### Directions
Copy out all of the entries below, changing "at dusk" to "at dawn" wherever it occurs and leaving everything else untouched.

--------------------------------------------------

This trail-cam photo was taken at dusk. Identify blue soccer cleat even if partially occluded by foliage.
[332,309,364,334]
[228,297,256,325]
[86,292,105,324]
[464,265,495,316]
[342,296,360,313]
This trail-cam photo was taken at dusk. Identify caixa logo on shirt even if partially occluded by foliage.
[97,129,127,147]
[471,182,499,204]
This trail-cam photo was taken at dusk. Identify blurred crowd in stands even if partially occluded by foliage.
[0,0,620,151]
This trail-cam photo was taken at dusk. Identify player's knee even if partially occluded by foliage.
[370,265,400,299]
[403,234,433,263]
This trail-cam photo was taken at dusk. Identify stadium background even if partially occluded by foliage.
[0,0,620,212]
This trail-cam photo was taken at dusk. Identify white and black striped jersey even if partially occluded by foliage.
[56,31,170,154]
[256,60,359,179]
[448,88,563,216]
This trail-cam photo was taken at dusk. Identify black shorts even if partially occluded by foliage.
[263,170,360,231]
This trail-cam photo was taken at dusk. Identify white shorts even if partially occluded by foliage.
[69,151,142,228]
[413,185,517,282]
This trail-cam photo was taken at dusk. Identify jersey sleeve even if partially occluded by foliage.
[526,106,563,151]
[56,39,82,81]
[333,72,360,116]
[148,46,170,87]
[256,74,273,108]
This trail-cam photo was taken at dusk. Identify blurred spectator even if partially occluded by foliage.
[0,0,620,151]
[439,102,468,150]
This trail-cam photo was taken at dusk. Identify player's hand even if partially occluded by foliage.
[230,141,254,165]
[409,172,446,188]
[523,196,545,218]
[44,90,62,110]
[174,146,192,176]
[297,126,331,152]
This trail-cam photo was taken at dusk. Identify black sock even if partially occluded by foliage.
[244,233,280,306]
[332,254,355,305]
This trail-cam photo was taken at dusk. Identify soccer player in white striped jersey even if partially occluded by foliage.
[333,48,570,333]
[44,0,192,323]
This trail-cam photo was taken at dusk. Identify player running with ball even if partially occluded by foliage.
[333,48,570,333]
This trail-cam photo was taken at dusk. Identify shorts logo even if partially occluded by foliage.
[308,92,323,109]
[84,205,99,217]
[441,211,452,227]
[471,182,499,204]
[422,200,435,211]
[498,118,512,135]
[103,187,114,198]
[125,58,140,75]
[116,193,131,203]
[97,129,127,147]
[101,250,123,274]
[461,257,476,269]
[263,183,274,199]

--------------------------------------------------

### Written solution
This trail-cam photo was taken at dawn. Identify blue soccer cleat even if partially occluded by foliage.
[332,309,364,334]
[228,297,256,325]
[86,292,105,324]
[464,265,495,316]
[342,296,360,313]
This trail-cam photo was taken at dawn. Identify caixa logo on shirt even if partially occluded by foliage.
[97,129,127,147]
[471,182,499,204]
This trail-cam photo was taken at dawn. Identify blurred crowd in stands even if partially occluded by foliage.
[0,0,620,151]
This trail-cam photo was taken at dawn. Identify player's knee even if partially occluded by foliage.
[370,265,400,299]
[403,234,433,263]
This trail-cam photo was taken at dawn. Identify stadium background even if partially occluded by foliage.
[0,0,620,212]
This trail-cam photo was taken at dawn. Identify white and black striped jersey even if partially occluded by foliage.
[56,31,170,154]
[256,60,359,179]
[448,88,563,216]
This trail-cam photo was taken at dawn. Identify black shorts even if partially occluded by foliage.
[263,170,360,231]
This trail-cam photo was taken at dawn. Identify white shorts even if partially occluded by foliage.
[69,151,142,228]
[413,185,517,282]
This trail-cam photo was taken at dawn. Identify jersey sleeve even if partially occluded by foliage.
[526,106,563,151]
[56,39,82,81]
[333,72,360,116]
[148,46,170,87]
[256,74,273,108]
This trail-cam photo was taken at dawn. Identify blurred spectator even if partially occluded by foliage.
[0,0,620,151]
[439,102,468,150]
This trail-cam photo was taken at dawn. Identify player's hand even if partially occluded by foliage.
[230,141,254,165]
[409,172,446,188]
[523,196,545,218]
[44,90,62,110]
[174,146,192,176]
[297,126,331,152]
This trail-cam photo was taken at dawn. Identify black sock even if partially occluded by foliage.
[244,233,280,306]
[332,254,355,305]
This trail-cam photo was taken at dawn. Identify soccer player in white striped jersey even if partially occluded by foliage.
[333,48,570,333]
[44,0,192,323]
This trail-cam photo was taken at dawn. Identify player running with ball even if partially occluded by foliage.
[333,48,570,333]
This trail-cam photo was taken at dawn. Identify shorts logo even if partially occluded by foliage.
[308,92,323,109]
[84,205,99,217]
[441,211,452,227]
[471,182,499,204]
[422,200,435,211]
[498,118,512,135]
[103,187,114,198]
[125,58,140,75]
[116,193,131,203]
[97,129,127,147]
[101,250,123,274]
[461,257,476,269]
[263,183,274,199]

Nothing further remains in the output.